Data entries:
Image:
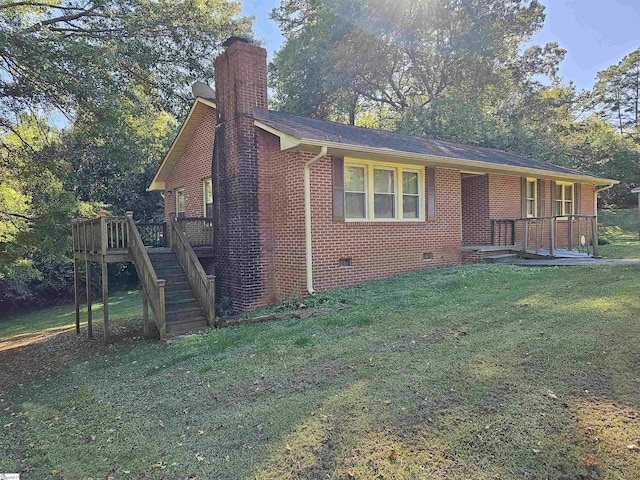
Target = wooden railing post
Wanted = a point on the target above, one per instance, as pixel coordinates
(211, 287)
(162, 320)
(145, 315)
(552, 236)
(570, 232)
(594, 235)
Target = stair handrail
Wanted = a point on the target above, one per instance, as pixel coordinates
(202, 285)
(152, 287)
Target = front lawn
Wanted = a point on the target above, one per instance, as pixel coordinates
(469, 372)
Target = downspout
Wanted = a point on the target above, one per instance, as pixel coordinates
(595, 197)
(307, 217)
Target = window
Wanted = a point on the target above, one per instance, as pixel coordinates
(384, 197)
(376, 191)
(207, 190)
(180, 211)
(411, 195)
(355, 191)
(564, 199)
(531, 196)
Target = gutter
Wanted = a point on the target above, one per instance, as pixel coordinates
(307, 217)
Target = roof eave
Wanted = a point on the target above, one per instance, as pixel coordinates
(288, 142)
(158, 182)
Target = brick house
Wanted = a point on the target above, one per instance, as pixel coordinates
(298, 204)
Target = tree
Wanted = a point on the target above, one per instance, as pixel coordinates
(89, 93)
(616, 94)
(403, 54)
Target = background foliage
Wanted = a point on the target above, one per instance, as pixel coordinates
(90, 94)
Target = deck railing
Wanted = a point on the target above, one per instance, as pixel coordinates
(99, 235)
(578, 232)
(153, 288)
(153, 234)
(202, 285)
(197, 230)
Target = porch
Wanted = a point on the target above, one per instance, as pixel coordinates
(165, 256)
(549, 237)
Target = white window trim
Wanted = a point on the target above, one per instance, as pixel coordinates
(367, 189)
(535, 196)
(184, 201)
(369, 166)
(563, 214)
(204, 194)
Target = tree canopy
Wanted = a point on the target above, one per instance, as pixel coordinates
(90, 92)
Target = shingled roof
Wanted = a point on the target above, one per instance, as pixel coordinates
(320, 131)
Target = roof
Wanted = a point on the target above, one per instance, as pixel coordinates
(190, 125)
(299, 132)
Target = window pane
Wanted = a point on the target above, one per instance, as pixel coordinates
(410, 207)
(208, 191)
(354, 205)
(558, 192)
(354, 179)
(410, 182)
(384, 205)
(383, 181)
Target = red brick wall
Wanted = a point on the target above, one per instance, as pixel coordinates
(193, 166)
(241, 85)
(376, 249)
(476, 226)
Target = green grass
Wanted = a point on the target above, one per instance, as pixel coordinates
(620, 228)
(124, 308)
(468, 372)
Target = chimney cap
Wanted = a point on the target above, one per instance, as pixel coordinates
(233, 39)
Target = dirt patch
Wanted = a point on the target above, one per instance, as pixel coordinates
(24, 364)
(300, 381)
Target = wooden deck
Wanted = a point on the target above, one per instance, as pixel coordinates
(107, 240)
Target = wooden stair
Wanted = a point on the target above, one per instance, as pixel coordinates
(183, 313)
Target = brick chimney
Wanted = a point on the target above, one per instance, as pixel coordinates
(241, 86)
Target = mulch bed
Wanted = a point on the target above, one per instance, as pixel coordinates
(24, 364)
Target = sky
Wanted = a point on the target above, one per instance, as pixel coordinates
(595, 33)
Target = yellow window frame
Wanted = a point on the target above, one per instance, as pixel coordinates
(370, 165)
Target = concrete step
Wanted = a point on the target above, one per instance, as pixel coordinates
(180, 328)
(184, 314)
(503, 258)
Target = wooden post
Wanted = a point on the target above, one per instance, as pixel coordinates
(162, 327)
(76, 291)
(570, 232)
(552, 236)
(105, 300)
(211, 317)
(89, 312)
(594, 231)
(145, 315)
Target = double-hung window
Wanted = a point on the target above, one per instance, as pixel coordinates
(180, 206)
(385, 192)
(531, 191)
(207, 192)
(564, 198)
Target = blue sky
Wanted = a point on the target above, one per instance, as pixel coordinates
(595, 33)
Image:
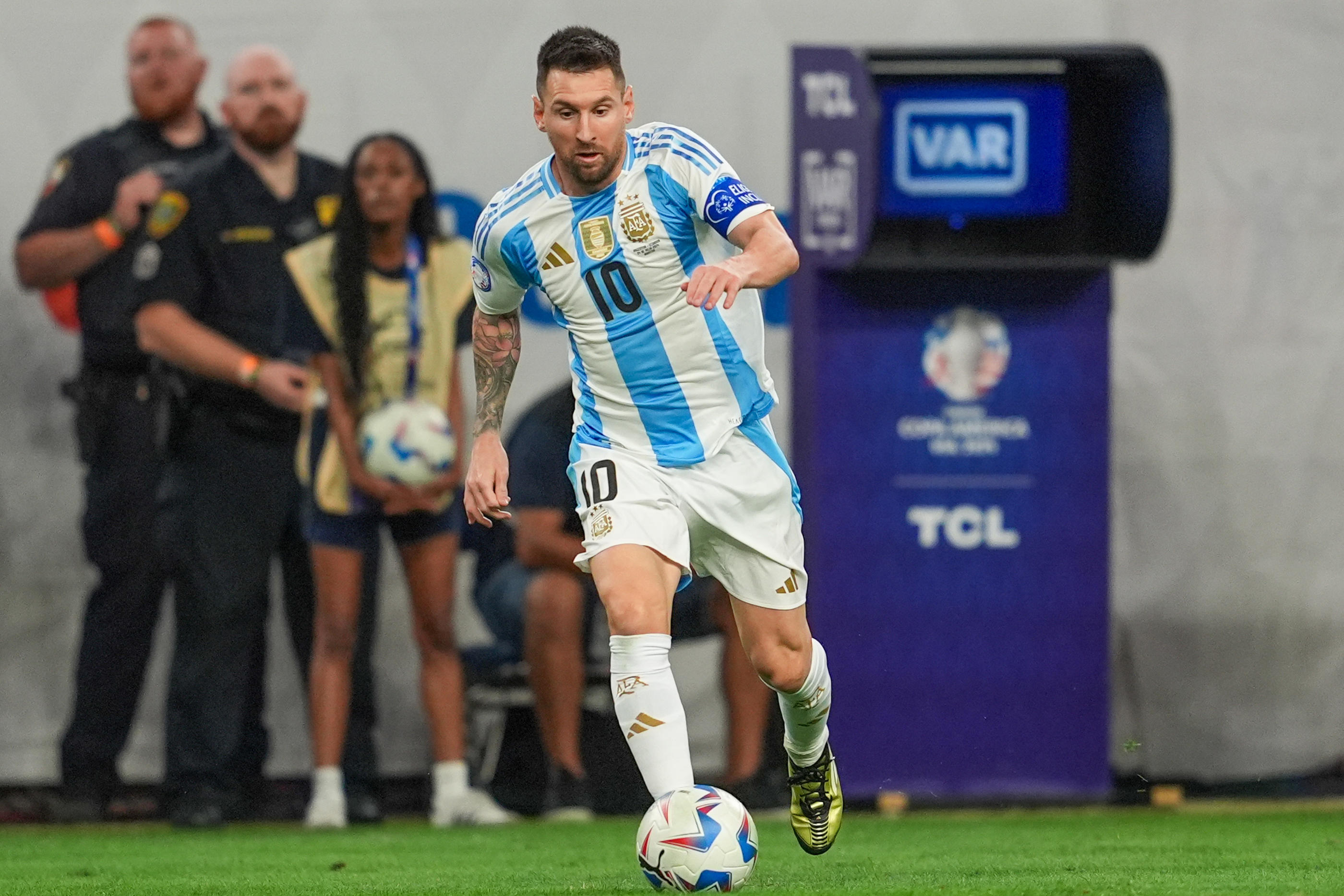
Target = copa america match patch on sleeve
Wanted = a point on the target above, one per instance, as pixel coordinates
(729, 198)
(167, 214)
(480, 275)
...
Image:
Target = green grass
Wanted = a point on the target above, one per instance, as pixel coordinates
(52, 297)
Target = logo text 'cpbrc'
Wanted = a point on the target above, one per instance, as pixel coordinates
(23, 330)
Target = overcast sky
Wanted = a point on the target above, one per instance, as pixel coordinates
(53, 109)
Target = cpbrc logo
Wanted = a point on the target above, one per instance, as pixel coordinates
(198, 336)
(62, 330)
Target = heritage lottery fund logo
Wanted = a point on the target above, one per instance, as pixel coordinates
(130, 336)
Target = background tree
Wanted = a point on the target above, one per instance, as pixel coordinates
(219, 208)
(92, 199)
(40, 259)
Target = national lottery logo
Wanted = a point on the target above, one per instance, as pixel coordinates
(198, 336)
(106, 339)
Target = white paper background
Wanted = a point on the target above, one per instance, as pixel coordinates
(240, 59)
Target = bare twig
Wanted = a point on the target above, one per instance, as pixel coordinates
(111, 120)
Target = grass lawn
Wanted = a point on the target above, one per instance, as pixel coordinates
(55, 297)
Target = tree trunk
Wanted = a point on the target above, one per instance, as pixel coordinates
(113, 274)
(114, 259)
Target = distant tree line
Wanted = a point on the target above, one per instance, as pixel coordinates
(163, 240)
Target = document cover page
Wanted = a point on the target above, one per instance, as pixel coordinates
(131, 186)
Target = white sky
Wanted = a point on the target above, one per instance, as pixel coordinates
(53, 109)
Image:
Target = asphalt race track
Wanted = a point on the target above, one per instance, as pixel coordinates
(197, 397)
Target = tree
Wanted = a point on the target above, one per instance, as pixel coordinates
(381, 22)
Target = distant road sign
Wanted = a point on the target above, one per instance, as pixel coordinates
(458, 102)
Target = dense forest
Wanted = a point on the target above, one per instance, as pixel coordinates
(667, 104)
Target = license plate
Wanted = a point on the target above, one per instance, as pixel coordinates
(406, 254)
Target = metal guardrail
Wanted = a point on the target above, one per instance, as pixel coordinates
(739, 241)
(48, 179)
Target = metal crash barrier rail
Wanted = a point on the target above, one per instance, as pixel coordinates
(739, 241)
* * *
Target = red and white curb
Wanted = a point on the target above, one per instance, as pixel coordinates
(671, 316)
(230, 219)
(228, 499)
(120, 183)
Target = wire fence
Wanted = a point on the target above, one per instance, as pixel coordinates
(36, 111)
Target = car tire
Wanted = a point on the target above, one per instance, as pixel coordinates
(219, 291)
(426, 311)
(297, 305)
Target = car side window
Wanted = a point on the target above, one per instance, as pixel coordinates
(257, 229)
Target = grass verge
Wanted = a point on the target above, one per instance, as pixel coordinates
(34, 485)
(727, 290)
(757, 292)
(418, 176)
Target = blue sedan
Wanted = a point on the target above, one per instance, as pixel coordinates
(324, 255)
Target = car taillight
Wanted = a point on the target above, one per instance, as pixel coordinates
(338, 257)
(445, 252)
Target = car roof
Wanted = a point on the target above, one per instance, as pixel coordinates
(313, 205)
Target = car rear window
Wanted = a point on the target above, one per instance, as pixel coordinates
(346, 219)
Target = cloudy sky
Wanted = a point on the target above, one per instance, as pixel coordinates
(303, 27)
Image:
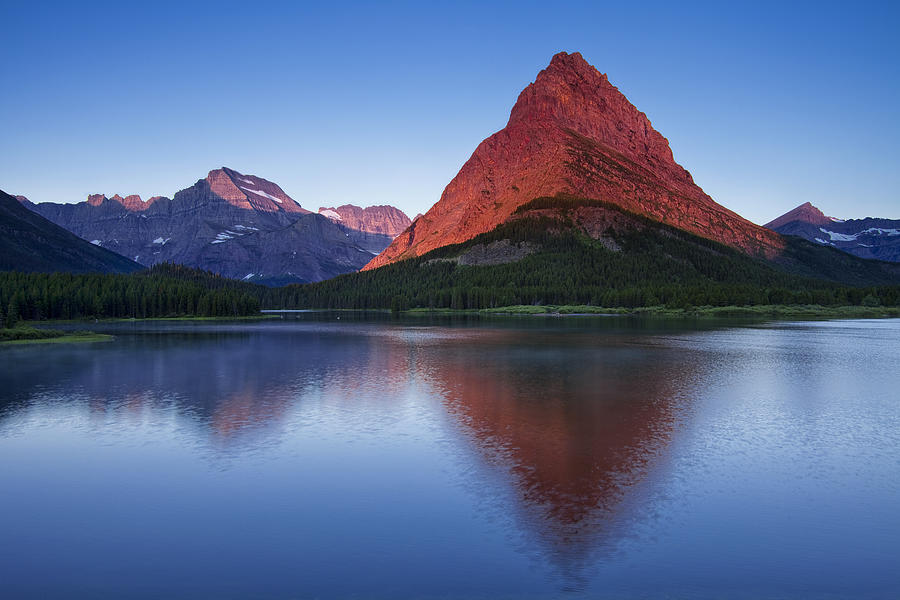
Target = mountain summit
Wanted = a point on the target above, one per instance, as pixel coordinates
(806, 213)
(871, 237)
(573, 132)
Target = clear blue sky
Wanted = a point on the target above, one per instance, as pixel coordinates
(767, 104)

* [Exercise task] State how many lines of the records contain the string "lawn". Give only the number.

* [Written answer] 2